Convert every line of the records below into a Markdown table with two columns, Row and Line. Number each row and leave out any blank lines.

(Collected data entries)

================

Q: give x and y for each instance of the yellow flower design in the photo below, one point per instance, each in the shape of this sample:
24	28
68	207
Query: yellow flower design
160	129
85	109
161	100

================

▶ **WRITTEN RESPONSE**
| Row | Line |
|---|---|
| 1 | Q: give x and y for each instance of the yellow flower design in the photo below, one point per instance, each in the shape of this sample: |
| 2 | 24	28 |
| 3 | 68	207 |
| 4 | Query: yellow flower design |
| 5 | 160	129 |
| 6 | 85	109 |
| 7 | 161	100 |